TASK ITEM: Line by line, retype the data exactly as it is given.

----- DATA PROVIDED -----

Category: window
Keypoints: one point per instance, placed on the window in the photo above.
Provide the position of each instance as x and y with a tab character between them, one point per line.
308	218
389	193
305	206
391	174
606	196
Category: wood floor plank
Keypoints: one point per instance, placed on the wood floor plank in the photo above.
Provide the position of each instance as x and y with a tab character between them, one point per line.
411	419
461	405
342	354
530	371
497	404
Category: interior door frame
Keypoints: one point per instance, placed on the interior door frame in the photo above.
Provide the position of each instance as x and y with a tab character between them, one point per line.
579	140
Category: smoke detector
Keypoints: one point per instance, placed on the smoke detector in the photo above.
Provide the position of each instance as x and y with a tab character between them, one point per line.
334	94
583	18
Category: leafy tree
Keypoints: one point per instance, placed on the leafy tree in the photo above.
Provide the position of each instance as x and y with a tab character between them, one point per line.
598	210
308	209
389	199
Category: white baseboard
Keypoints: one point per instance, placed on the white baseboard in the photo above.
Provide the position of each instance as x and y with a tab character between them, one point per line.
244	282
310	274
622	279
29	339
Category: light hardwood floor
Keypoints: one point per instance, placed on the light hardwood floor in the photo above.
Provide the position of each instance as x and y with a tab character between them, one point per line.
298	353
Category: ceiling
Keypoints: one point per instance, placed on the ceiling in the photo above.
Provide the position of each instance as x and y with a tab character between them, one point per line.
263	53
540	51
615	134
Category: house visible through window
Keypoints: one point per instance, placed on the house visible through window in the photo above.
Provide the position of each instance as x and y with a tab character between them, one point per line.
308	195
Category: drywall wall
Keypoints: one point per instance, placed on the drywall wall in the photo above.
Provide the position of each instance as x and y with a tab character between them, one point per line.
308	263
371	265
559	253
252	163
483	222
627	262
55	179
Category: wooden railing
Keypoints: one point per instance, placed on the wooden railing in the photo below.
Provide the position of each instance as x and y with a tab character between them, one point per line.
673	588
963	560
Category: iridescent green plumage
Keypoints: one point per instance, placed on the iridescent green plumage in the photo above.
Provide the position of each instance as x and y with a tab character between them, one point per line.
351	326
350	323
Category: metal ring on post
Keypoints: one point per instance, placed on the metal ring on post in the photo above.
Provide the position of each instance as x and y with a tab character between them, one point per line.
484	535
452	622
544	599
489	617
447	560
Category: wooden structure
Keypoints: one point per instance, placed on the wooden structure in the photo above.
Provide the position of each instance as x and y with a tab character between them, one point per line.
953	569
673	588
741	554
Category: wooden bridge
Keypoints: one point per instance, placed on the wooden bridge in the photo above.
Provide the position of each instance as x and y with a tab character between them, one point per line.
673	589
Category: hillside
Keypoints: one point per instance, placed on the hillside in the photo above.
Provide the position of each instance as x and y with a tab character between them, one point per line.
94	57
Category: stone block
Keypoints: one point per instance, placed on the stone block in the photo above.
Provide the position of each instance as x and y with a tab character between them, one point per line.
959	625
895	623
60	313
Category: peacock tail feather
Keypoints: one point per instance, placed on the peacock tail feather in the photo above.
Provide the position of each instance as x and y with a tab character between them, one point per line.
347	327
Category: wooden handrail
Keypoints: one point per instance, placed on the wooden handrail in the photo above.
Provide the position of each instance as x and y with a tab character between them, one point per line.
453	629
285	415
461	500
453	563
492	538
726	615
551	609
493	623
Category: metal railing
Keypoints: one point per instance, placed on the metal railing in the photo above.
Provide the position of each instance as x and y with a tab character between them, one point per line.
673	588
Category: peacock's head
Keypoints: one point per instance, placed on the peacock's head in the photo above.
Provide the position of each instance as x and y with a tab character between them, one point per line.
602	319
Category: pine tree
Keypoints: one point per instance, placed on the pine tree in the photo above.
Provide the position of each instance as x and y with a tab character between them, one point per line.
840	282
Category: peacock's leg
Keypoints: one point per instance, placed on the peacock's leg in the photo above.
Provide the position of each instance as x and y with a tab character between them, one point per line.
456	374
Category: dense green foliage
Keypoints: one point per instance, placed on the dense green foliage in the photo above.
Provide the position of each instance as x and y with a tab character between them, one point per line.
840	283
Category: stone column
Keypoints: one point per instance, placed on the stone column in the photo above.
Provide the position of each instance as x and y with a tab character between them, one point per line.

-----

RESULT FOR THIS EXERCISE:
Category: window
Keypoints: one point per instance, placed on the window in the photo above.
Provide the position of each instance as x and y with a tab character between them, one point per line.
308	218
389	193
305	206
391	174
606	196
Category: wood floor plank
Keypoints: one point per instance, placed on the wood floor plank in the photo above.
Provide the position of each instance as x and y with a tab character between them, one point per line.
411	419
461	405
342	354
530	371
497	404
Category: interior door frame
Keypoints: one point per instance, placed on the interior door frame in the photo above.
Provide the position of each instance as x and y with a tab character between them, one point per line.
579	140
Category: smoke detector
Keypoints: one point per instance, placed on the smoke detector in the photo above.
Provide the position of each instance as x and y with a tab character between them, one point per line.
334	94
583	18
Category: leafy tree
Keypoints: one point per instance, placed on the leafy tree in the photo above.
Provide the position of each instance as x and y with a tab character between them, one point per line.
598	210
308	209
389	199
Category: white baseboard
Keypoints: one point per instance, placed on the white baseboard in the photo above.
Provide the position of each instance as x and y with a tab character between them, one point per line.
244	282
310	274
622	279
29	339
Category: light hardwood floor
Keypoints: one point per instance, placed on the light hardwood floor in the photo above.
Provide the position of each instance as x and y with a tab character between them, one point per line.
298	353
Category: ceiling
Keypoints: one point per instance, placed on the ceiling in the photo above.
Provide the position of each instance as x and y with a tab character between them, one point per line.
263	53
540	51
615	134
Category: house visible through window
Keypoints: one point per instance, placed on the house visible through window in the photo above.
Provide the position of each instance as x and y with a tab character between them, one point per line.
308	195
Category: drywall wall
Keypoints: one point per instance, placed on the drywall wall in the photo above.
Provide the position of each instance as x and y with a tab character between them, one point per line.
308	263
371	265
559	253
252	163
483	222
627	262
55	179
Category: wooden railing
Keypoints: one point per instance, placed on the wooden railing in the photo below.
Provide the position of each instance as x and y with a tab character between them, one point per line.
673	588
963	560
Category: iridescent green plumage
Keypoints: one point per instance, placed on the iridescent green plumage in the photo above.
Provide the position of each instance as x and y with a tab character between them, one point per line.
351	326
350	323
Category: metal ring on post
Keypoints: one point per instance, placed on the metal ring on post in the photo above.
Provide the position of each instance as x and y with a tab character between them, one point per line.
484	535
452	622
544	599
489	617
447	560
Category: wooden structure
Keypoints: one point per instance, placed on the wooden structure in the photo above.
Provide the position of each instance as x and y with a tab character between them, one point per line.
953	569
673	588
741	554
Category: wooden bridge
Keypoints: one point per instance, placed on the wooden bridge in the photo above.
Provide the position of each instance as x and y with a tab character between them, one point per line.
673	589
Category: hillside
Keypoints: one point per instance, placed on the hillside in the photo above.
Provide the position of each instance as x and y with a tab character between them, one point per line.
94	57
Category: stone block
Keypoints: one point per instance, placed on the stone block in the photo above.
Provide the position of each instance as x and y with a tab character between them, one point per line.
959	625
895	623
60	313
Category: peacock tail feather
Keypoints: one point per instance, placed on the peacock tail feather in the photo above.
Provide the position of each instance as x and y with a tab character between them, one point per line.
347	327
Category: wooden handrail
Keypoints: one point per instance, placed on the wooden handrail in the photo above.
Provide the position of each instance as x and y with a tab character between them, one point per line.
453	629
285	415
461	500
453	563
492	538
726	615
551	609
493	623
Category: metal railing
Keypoints: one point per instance, placed on the metal railing in the photo above.
Provide the position of each instance as x and y with a tab character between them, one point per line.
673	588
Category: peacock's head
Keypoints: one point per instance, placed on the peacock's head in the photo above.
Provide the position of each instance as x and y with a tab character between them, one point per line.
602	319
Category: pine tree
Keypoints: one point per instance, placed on the pine tree in the photo above.
Provide the position of each instance as x and y with a tab character between them, one point per line.
840	282
Category: peacock's leg
Keypoints: one point per instance, placed on the peacock's leg in the photo above.
Provide the position of each instance as x and y with a tab character between them, one point per line.
456	374
Category: dense green foliage
Keypoints: one point per instance, placed on the dense green foliage in the photo above.
Provide the position of each instance as x and y with a tab character between them, one point per line.
840	283
Category: stone column
Keypoints: one point per instance, placed on the stone column in the photo above.
Provide the position of each instance as x and y with a tab character between them, one point per line.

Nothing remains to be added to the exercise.